▶ Directions
Can you lay out all of the material below as a numbered list, skipping any blank lines and leaving the pictures out?

━━━━━━━━━━━━━━━━━━━━━━━━━━━━━━

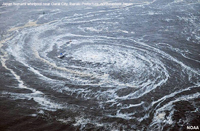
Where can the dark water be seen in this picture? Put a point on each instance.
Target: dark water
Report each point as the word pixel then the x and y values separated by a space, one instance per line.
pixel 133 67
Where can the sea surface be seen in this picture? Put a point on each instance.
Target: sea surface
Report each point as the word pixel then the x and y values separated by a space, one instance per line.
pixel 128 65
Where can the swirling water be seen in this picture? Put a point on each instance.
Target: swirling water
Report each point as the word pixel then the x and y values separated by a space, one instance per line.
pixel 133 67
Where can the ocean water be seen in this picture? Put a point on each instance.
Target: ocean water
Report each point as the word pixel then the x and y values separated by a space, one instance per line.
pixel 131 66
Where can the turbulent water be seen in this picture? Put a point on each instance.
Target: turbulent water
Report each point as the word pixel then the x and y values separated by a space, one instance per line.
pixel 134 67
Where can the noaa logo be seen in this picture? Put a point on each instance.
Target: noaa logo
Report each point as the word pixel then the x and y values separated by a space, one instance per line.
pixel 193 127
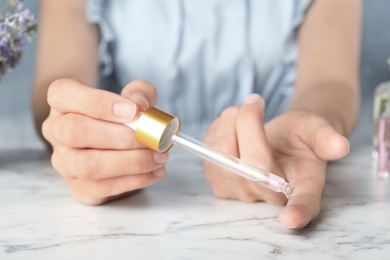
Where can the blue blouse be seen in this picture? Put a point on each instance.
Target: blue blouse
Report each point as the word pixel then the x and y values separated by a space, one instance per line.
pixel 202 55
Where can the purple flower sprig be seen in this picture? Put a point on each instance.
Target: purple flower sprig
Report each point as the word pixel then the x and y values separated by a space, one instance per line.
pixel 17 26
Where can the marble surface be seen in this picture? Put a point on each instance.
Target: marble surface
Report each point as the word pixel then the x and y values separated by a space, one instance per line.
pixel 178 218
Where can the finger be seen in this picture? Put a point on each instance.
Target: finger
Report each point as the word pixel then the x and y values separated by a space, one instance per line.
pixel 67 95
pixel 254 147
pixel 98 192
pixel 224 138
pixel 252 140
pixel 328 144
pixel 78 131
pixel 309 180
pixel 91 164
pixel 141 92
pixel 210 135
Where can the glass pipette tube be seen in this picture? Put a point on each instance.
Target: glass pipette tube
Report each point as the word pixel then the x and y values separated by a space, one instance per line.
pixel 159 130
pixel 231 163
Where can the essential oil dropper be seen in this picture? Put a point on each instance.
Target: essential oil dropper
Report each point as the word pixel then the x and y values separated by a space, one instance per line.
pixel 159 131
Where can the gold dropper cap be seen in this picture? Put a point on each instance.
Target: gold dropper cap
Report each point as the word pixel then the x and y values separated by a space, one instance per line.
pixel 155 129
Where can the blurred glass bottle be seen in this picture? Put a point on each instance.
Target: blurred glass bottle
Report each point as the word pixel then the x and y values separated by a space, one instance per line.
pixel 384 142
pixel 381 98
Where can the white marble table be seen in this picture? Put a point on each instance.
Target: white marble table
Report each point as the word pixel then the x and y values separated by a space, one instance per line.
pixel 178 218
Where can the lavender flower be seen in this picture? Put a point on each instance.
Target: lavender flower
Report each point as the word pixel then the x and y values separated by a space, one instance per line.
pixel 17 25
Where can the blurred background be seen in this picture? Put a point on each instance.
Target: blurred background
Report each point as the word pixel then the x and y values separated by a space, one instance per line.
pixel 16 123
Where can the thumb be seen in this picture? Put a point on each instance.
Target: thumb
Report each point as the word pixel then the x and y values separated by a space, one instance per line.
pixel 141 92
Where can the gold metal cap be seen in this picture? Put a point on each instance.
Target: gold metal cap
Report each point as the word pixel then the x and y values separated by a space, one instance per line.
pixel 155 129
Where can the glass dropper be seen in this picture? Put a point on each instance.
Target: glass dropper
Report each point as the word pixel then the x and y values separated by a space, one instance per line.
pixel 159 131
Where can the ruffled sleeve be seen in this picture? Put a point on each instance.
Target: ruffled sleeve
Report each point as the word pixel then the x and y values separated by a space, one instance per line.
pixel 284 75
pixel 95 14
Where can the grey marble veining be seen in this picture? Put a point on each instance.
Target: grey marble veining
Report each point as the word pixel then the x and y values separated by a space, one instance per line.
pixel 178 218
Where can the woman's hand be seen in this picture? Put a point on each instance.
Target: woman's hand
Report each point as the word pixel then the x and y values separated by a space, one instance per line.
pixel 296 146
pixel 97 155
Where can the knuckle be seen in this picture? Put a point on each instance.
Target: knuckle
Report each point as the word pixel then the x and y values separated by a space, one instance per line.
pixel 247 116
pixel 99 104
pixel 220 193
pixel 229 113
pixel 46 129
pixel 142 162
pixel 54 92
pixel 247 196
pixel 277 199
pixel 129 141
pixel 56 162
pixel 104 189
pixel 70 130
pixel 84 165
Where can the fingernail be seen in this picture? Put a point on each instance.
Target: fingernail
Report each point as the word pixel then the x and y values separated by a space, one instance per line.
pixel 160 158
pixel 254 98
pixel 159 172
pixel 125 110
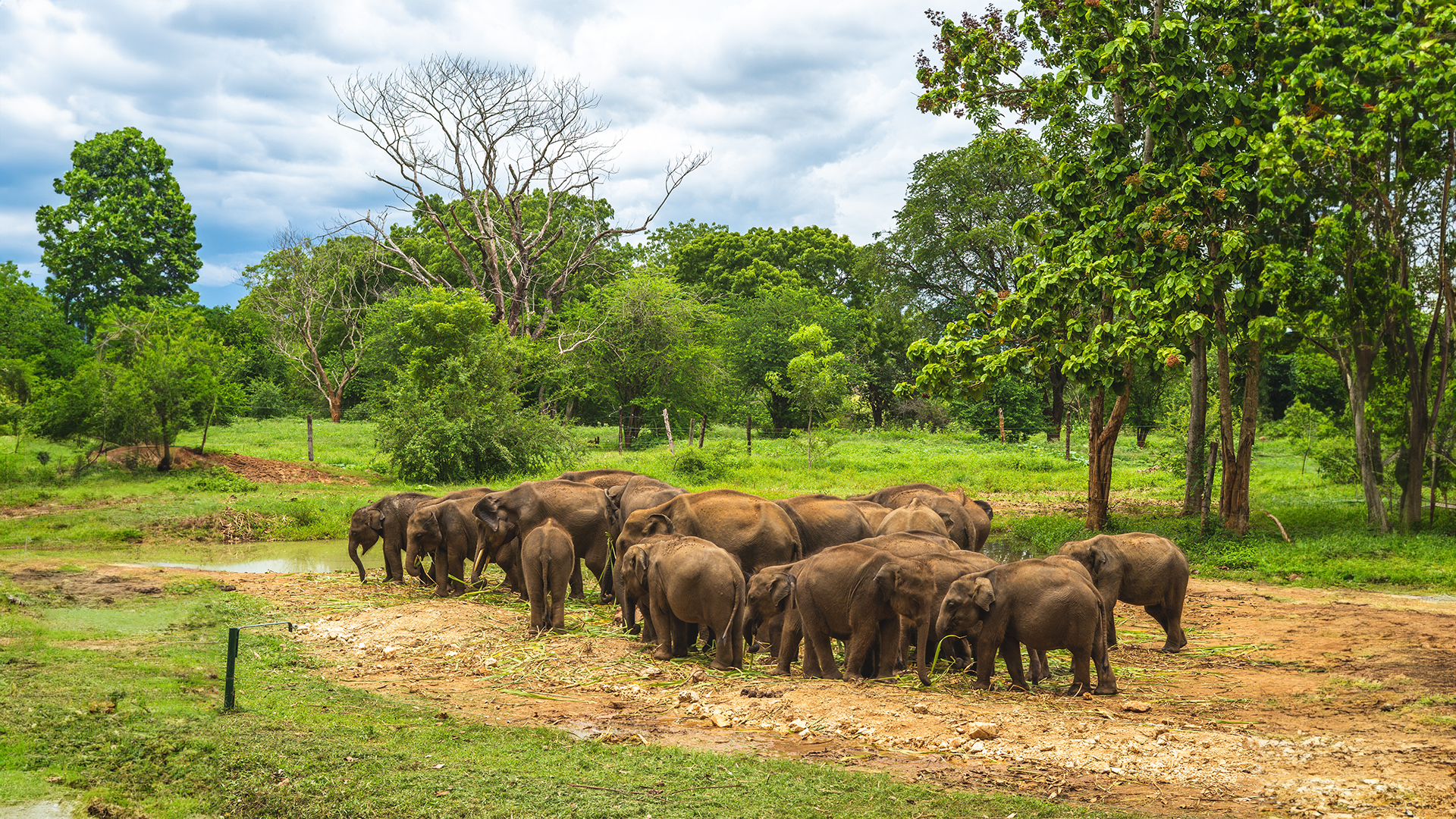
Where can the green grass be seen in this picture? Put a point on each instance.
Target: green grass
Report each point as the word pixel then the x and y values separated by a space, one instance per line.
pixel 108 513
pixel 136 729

━━━━━━━━━━━━━━━━━━━━━━━━━━━━━━

▶ Completed exercise
1. Where can the dark water be seen in this picture? Put a point on each instance.
2. Target: dark water
3. Report each point as the word pixel then the x and y values separated by a space, one instance per line.
4. pixel 133 67
5. Where can the sea surface be seen in this picture? Put a point on each instance.
6. Target: sea surface
7. Report each point as the word pixel then the x and y values separated by a space, one instance per line.
8. pixel 128 65
9. Where can the swirling water be seen in this picture? Put a point on each instance.
10. Target: swirling water
11. Report each point as the word pixel then the x and y values separated by a space, one instance per line.
12. pixel 133 67
13. Where can the ocean water be seen in this picture? Put a point on each instance.
14. Target: ocean water
15. Report each point as the word pixel then the x and y values separated by a space, one instance per line.
16. pixel 131 66
17. Where can the turbulent water be seen in this picture? Put a point on each instance.
18. Target: turbulent water
19. Report each point as the word pixel then the x and y values separated by a space, one instance per line.
20. pixel 134 67
21. Where can the noaa logo be seen in this picture? Put a point on each instance.
22. Target: noaa logo
23. Report each point as the word pixel then the x and y values separated by a space, one instance per line.
24. pixel 193 127
25. Where can the blue blouse be seen in this picture? Put a point on each instance.
26. Target: blue blouse
27. Report each point as the word pixel then the x and y values separated by a space, one instance per line.
28. pixel 202 55
29. Where can the purple flower sprig be seen in this picture? Put a point on each instance.
30. Target: purple flower sprig
31. Report each point as the word pixel then the x and y values separated by a space, one instance per line.
32. pixel 17 26
33. Where can the marble surface be seen in this picture? Put a point on each instance.
34. Target: marble surface
35. Report each point as the word pixel then the x and y values separated by a space, one instance per line.
36. pixel 178 218
37. Where can the finger be seen in this picture? Put a point on each instance.
38. Target: finger
39. Report each point as the word pixel then the x and y values separated by a space, one instance per line.
40. pixel 67 95
41. pixel 254 147
42. pixel 98 192
43. pixel 224 138
44. pixel 252 140
45. pixel 328 144
46. pixel 78 131
47. pixel 309 180
48. pixel 91 164
49. pixel 141 92
50. pixel 210 135
51. Where can the glass pipette tube be seen in this picture? Put a point on each instance.
52. Target: glass pipette tube
53. Report each point as the word pixel then the x and y values separated by a space, one instance per line.
54. pixel 159 130
55. pixel 231 163
56. Where can the essential oil dropper be seen in this picture? Put a point on each instance.
57. Target: essential oil dropper
58. Report each point as the word pixel then the x and y values separated by a space, one instance per line.
59. pixel 159 131
60. Where can the gold dropper cap be seen in this picture? Put a point on each instance.
61. Target: gold dropper cap
62. Report each point as the word pixel then the x and y values separated by a space, one instance per line.
63. pixel 155 129
64. Where can the blurred glass bottle be seen in this picture? Put a point on each instance.
65. Target: blurred glass bottle
66. Report each point as the word pixel then the x and y values separated by a space, one instance per line.
67. pixel 384 142
68. pixel 381 98
69. Where can the white marble table be seen in this picture? Put a point on each instance.
70. Target: white marble table
71. Report each point as the word pixel then the x and y values separated by a space, one instance per line.
72. pixel 178 218
73. Where can the lavender flower be seen in this picture? Put a point on each instance.
74. Target: lavender flower
75. Report each point as the word pixel then the x and y values separated by a space, one instance per line.
76. pixel 17 25
77. Where can the blurred background be seen in this picture? Put a point on each instance.
78. Target: blurred background
79. Report each point as the word pixel then the x and y values separated by a space, one instance per line.
80. pixel 16 123
81. Where can the thumb be seen in this picture? Put a point on each instance.
82. Target: thumb
83. Report each point as the word pixel then the x and y values separated by a space, one instance per line.
84. pixel 141 92
85. Where can the gold metal cap be seen in this picture? Put a point on each instance.
86. Target: gold metal cap
87. Report each point as the word pixel then the x and y values separated by a space, one instance per line.
88. pixel 155 129
89. Where can the glass dropper be seen in this picture? Put a point on each instance.
90. Target: glass dropper
91. Report each point as the word pixel then the x and y values separated by a space, one instance per line.
92. pixel 159 131
93. Where can the ruffled sleeve be seen in this picture? Put a point on each instance.
94. Target: ruffled sleeve
95. Report each point as the word pixel then the x and y values separated by a space, one instance per line.
96. pixel 284 75
97. pixel 95 14
98. Where can the grey marble veining be seen in this picture? Put a point on each instance.
99. Target: grey marble veining
100. Report each point as the word pixel then the x and y values separated by a space, one instance per line.
101. pixel 178 218
102. Where can the woman's hand be seen in this picture? Put a point on each instance.
103. Target: woman's hand
104. Report each point as the word pixel then the x and y values separated by a space, one instance per line.
105. pixel 296 146
106. pixel 97 155
107. Where can the knuckle be seen in this picture? Put a point on each instance.
108. Target: knuckle
109. Report each point as the word pixel then the x and y values separated by a space, one instance per line.
110. pixel 247 116
111. pixel 99 104
112. pixel 220 193
113. pixel 229 113
114. pixel 46 129
115. pixel 142 162
116. pixel 54 92
117. pixel 247 196
118. pixel 277 199
119. pixel 129 141
120. pixel 56 162
121. pixel 104 189
122. pixel 70 130
123. pixel 84 165
124. Where can the fingernail be seen in this picture? Put a point on each instance.
125. Target: fingernail
126. Report each point as the word pixel then the x and y values separated by a space, one instance per line.
127. pixel 160 158
128. pixel 254 98
129. pixel 159 172
130. pixel 125 110
131. Where can the green grass be seen in this picture? Put a point on each instance.
132. Target: green grass
133. Report each point as the word pixel then the x and y values separated by a space, one instance per line.
134. pixel 108 513
135. pixel 136 729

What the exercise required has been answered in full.